Reproduce the records below exactly, but only between the lines holding "Query: white flower" and "Query: cloudy sky", inclusive.

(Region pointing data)
%%
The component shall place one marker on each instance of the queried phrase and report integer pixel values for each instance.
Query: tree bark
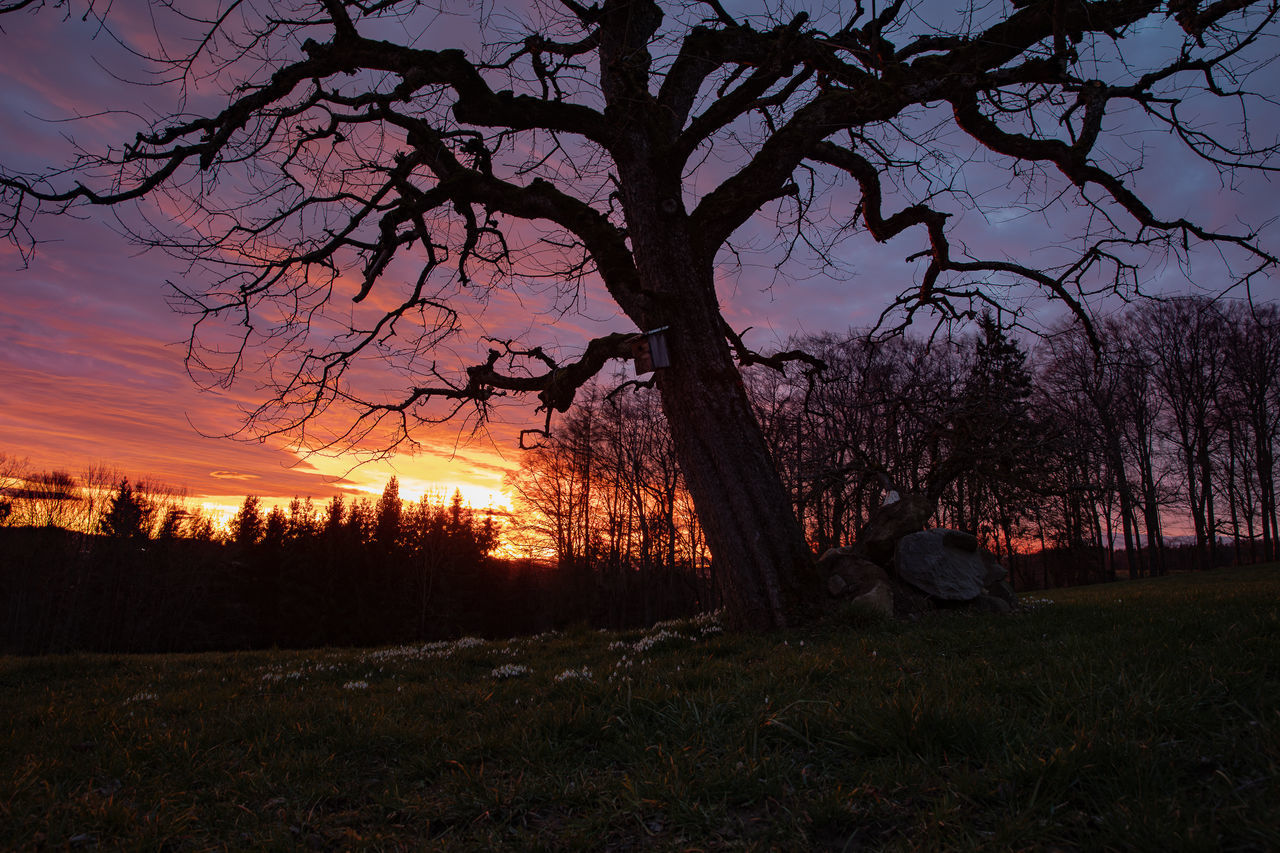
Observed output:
(762, 559)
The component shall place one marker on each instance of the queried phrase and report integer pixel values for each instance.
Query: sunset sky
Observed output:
(91, 364)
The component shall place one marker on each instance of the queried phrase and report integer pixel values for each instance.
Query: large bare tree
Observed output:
(626, 146)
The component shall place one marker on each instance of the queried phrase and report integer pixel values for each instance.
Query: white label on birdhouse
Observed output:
(649, 351)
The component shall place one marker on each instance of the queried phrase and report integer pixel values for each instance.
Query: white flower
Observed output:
(575, 674)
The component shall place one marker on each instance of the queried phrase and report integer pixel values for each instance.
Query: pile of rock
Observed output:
(899, 569)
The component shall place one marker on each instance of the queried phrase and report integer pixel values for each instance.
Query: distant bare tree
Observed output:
(1252, 361)
(639, 149)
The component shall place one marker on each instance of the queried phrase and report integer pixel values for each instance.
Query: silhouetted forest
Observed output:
(1144, 450)
(1141, 447)
(155, 578)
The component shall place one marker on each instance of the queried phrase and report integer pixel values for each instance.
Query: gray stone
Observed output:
(848, 574)
(890, 523)
(950, 574)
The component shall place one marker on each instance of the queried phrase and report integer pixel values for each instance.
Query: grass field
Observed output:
(1141, 715)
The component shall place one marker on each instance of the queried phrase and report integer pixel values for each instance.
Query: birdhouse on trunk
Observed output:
(649, 350)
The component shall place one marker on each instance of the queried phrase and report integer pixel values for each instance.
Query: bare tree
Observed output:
(622, 146)
(1253, 377)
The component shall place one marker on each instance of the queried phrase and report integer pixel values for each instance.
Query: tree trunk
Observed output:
(762, 559)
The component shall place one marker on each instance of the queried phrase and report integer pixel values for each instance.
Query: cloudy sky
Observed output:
(91, 364)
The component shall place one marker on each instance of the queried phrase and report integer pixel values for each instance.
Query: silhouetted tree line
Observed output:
(1070, 459)
(132, 569)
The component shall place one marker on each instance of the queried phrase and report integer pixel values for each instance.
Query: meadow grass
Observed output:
(1137, 715)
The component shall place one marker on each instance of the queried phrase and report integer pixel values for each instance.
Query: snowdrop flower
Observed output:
(575, 674)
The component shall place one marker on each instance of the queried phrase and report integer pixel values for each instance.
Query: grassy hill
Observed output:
(1142, 715)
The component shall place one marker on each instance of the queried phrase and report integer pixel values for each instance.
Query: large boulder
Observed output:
(877, 539)
(856, 579)
(946, 565)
%%
Answer for the task
Query: white flower
Observed output:
(575, 674)
The component shall place one marker on each instance of the queried phrase and report integer pixel values for each instance.
Query: pile of rock
Observed output:
(899, 569)
The component shall place one marker on each instance of the queried phrase and report integer pixel values for each instance.
Query: distant bare tree
Observed output:
(1252, 361)
(639, 149)
The component shall place one marker on each instance of the queried phrase and report integer pixel values for each instance.
Query: silhouetted forest
Observed output:
(1144, 450)
(1141, 447)
(155, 578)
The component shall place one marker on each instance of the queried phrase and report integer pixel values for each instance.
Query: gray stone
Observed output:
(848, 574)
(890, 523)
(950, 574)
The component shall place one marker on each instance of the queried phrase and report integer pixel values for each instance.
Query: grass field
Observed output:
(1141, 715)
The component shall place one marker on each instance of the queried phrase and report integer pixel values for each instance.
Query: birdhouse on trunk
Observed output:
(649, 350)
The component shall place one marker on each instance of the queried phrase and report integer pixel values for each instance.
Query: bare tree
Observed output:
(622, 146)
(1253, 377)
The component shall place one marker on each instance of the queried phrase and report integer pixel values for each instance.
Query: tree trunk
Observed output:
(762, 559)
The component shall place one marker on each instance of the queried phrase and report integer pixel values for each instance.
Query: cloudy sky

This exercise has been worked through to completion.